* [What this task involves]: Add -93 to every coordinate in the answers, and reproduce all other text unchanged, requests included. Begin at the first line of the records and stop after the line that contains "[[227, 164]]".

◆ ◆ ◆ ◆ ◆ ◆ ◆

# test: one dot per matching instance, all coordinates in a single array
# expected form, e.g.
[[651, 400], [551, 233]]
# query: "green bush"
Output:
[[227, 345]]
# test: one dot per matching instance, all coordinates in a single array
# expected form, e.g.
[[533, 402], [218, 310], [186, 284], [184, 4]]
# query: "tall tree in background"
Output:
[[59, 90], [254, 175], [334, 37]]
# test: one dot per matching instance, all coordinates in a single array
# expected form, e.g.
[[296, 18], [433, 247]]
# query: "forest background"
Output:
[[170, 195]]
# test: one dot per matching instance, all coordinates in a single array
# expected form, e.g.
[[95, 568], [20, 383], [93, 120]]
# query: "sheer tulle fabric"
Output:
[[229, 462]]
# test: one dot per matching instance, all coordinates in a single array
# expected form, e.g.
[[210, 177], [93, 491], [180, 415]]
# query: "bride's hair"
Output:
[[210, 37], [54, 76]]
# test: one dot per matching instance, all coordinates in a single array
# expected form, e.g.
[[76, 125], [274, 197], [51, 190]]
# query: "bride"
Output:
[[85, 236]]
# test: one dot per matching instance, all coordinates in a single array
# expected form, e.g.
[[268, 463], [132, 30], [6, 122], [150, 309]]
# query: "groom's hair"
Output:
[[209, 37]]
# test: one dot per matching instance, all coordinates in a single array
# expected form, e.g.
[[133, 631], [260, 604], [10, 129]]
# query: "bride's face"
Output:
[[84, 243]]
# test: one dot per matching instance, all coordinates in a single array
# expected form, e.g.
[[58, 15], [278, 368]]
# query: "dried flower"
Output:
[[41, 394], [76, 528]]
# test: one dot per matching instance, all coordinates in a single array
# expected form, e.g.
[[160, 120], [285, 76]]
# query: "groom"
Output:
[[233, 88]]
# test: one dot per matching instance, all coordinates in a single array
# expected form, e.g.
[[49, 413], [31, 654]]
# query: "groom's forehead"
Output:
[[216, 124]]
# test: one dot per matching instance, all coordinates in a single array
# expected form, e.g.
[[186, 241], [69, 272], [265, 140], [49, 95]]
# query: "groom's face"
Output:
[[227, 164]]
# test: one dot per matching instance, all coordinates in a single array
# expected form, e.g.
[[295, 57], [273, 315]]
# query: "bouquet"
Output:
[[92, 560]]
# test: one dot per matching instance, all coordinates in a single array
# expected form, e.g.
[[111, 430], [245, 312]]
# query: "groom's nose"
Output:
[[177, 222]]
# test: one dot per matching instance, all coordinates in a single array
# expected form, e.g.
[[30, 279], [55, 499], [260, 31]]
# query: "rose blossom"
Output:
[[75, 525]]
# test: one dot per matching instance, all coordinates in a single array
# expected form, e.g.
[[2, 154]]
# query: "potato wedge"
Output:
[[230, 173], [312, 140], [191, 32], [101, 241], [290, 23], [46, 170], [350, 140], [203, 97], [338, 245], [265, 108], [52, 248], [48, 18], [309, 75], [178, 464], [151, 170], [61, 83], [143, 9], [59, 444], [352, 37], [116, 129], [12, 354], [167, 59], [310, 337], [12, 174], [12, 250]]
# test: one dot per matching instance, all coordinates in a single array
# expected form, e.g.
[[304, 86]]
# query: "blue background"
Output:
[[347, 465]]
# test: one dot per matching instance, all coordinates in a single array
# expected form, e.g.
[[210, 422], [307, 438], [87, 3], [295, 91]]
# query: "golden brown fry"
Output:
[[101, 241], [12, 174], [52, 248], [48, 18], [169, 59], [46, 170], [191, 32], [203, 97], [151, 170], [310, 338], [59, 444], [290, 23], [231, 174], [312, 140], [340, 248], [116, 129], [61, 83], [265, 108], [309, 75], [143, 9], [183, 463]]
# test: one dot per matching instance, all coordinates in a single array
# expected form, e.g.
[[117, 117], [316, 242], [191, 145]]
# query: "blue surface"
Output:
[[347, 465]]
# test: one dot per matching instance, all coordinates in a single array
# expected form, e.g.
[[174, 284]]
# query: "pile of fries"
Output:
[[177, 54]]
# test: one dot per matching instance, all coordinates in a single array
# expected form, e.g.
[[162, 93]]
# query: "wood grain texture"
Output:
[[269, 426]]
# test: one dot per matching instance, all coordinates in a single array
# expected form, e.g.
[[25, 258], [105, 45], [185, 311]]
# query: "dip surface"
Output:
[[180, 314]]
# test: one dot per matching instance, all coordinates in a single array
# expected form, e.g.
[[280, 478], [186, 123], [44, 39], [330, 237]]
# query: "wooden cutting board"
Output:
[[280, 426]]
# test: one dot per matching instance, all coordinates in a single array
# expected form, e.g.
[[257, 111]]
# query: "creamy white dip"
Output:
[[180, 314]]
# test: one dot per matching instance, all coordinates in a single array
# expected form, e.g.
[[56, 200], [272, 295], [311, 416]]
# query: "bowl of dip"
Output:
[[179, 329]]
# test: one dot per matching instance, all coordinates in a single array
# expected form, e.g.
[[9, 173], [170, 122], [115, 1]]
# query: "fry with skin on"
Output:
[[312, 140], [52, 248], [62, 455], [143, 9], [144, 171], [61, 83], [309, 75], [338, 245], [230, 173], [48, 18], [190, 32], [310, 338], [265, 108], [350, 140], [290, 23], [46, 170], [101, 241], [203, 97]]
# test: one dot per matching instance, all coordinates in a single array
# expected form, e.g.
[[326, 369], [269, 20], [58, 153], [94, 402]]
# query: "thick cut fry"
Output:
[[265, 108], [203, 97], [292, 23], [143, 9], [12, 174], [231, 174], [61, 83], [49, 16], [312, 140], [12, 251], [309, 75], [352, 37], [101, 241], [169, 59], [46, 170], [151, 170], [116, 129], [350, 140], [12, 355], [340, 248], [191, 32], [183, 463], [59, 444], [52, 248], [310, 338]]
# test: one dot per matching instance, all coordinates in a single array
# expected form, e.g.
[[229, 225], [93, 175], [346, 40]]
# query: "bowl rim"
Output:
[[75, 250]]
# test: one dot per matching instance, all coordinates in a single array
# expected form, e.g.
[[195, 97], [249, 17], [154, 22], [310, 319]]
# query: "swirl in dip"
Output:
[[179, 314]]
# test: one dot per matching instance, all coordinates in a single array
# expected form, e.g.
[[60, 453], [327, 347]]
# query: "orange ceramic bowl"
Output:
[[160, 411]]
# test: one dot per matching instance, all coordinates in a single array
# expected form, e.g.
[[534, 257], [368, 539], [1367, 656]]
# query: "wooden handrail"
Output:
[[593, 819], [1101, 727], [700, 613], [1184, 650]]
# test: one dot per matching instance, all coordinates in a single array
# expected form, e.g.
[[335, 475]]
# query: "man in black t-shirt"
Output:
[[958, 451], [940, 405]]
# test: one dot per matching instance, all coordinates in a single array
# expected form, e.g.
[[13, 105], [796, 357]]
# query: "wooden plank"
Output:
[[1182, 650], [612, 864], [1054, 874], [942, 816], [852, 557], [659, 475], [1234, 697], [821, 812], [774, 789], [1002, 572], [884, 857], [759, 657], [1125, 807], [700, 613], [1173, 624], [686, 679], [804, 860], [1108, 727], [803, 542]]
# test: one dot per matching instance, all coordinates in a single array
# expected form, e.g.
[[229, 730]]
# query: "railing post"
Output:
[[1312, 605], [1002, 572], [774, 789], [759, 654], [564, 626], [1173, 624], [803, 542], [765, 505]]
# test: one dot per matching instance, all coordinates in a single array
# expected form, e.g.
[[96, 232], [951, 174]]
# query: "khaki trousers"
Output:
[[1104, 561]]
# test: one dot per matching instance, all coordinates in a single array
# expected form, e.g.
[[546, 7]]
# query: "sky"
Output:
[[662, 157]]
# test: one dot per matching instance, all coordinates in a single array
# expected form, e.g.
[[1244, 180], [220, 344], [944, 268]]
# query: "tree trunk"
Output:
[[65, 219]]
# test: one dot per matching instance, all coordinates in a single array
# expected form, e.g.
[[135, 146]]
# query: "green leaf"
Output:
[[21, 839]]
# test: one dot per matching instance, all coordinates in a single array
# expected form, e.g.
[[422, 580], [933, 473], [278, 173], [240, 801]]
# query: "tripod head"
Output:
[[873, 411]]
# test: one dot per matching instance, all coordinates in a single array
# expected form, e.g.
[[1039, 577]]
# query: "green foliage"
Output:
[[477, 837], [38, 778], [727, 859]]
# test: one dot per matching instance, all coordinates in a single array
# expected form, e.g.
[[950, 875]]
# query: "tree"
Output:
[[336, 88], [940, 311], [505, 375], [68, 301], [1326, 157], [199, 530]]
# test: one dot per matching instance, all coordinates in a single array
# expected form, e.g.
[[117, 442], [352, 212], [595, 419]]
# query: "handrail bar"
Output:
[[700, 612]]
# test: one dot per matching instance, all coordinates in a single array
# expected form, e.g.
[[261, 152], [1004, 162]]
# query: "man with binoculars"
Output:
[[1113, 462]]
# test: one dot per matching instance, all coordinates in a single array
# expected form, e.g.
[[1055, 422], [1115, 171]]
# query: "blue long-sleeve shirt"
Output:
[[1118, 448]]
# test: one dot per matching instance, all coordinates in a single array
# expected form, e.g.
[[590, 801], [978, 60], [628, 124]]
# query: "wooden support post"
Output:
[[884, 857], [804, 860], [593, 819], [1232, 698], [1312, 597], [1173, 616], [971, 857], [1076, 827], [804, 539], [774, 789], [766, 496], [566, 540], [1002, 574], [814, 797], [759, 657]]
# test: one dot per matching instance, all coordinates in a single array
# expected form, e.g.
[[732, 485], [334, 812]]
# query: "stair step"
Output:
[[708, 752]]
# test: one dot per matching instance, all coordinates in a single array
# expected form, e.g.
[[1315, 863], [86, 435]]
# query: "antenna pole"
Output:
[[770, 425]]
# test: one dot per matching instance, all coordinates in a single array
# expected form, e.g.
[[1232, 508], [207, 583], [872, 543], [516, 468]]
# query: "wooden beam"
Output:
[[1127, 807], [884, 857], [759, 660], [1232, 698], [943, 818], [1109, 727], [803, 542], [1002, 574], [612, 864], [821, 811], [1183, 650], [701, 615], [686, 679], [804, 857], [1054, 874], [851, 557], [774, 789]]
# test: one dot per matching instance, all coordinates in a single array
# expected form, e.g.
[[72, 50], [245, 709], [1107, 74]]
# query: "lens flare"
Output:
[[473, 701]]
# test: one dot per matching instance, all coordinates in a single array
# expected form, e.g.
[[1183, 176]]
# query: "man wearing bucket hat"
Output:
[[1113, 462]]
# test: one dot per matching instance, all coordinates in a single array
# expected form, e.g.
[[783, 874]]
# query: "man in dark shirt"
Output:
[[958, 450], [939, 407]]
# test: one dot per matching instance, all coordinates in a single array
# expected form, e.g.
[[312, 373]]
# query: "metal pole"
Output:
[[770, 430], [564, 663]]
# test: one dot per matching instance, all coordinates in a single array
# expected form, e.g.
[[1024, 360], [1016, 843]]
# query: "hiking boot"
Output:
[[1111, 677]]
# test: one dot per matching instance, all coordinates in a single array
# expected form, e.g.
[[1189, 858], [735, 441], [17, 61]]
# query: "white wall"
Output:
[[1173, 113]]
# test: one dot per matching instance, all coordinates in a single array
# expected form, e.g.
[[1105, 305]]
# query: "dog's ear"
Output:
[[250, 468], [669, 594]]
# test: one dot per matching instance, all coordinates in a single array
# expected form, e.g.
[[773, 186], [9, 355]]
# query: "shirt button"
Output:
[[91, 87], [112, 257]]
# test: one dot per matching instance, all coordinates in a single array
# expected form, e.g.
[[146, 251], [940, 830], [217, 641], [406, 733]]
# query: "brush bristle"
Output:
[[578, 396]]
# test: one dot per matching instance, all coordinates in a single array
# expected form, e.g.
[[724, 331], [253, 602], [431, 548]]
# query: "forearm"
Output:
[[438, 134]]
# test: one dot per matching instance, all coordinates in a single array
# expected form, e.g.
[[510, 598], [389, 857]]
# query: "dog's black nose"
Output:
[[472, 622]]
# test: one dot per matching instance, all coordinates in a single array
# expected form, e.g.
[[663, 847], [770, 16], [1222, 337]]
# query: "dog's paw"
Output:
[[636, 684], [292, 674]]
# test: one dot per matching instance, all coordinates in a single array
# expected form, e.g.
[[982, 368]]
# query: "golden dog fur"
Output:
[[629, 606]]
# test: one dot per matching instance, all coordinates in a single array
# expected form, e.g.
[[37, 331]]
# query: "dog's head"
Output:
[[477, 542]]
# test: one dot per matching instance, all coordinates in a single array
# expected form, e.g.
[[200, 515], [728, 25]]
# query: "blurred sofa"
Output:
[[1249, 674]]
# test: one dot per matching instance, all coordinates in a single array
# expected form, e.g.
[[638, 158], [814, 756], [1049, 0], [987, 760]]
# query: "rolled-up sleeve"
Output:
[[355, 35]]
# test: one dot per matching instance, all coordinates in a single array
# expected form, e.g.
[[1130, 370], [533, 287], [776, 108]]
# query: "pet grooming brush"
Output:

◆ ◆ ◆ ◆ ◆ ◆ ◆

* [Answer for this exercise]:
# test: one dot per matching instance, all coordinates in a single array
# expected form, e.g.
[[651, 400], [551, 233]]
# query: "green bush"
Output:
[[134, 252]]
# test: one dot per matching instance, all coordinates in a single array
# expected form, e.g.
[[533, 402], [218, 310], [186, 284], [184, 4]]
# query: "tall tree in background"
Output:
[[-34, -3], [161, 82], [241, -56]]
# test: one dot per matching instance, all coordinates in a single array
# expected form, e.g.
[[296, 18], [433, 247]]
# query: "forest background"
Output:
[[77, 102]]
# test: one dot per matching instance, all coordinates in a single array
# expected form, e.g.
[[95, 568], [20, 383], [93, 120]]
# query: "sheer tulle fabric"
Output:
[[136, 369]]
# test: one dot per matching instance, all coordinates in a single array
# expected form, e.g.
[[210, 177], [93, 491], [180, 415]]
# query: "bride's hair"
Output:
[[117, -56], [-39, -17]]
# test: one dot per matching instance, all coordinates in a single array
# expected form, e.g.
[[76, 125], [274, 197], [51, 190]]
# query: "bride"
Output:
[[-8, 143]]
# test: one dot per matching instance, all coordinates in a single array
# expected form, e.g.
[[268, 463], [132, 30], [6, 122], [150, 309]]
# query: "groom's hair"
Output:
[[116, -56]]
# test: one dot per matching instance, all coordinates in a single array
# expected form, e.g.
[[133, 631], [260, 604], [10, 129]]
# query: "bride's face"
Output:
[[-9, 150]]
# test: one dot per matching instance, all coordinates in a single array
# expected form, e.g.
[[58, 15], [278, 368]]
# query: "dried flower"
Output:
[[-52, 301], [-17, 435]]
# test: one dot per matching instance, all coordinates in a single array
# expected form, e.g.
[[160, 120], [285, 76]]
# query: "groom"
Output:
[[140, -5]]
# test: one dot per matching instance, all coordinates in a single array
# expected form, e.g.
[[49, 413], [31, 654]]
# query: "groom's forehead"
Output:
[[123, 31]]
# test: one dot per matching instance, all coordinates in a single array
# expected form, e.g.
[[186, 241], [69, 272], [265, 140], [49, 95]]
# query: "groom's face"
Output:
[[134, 71]]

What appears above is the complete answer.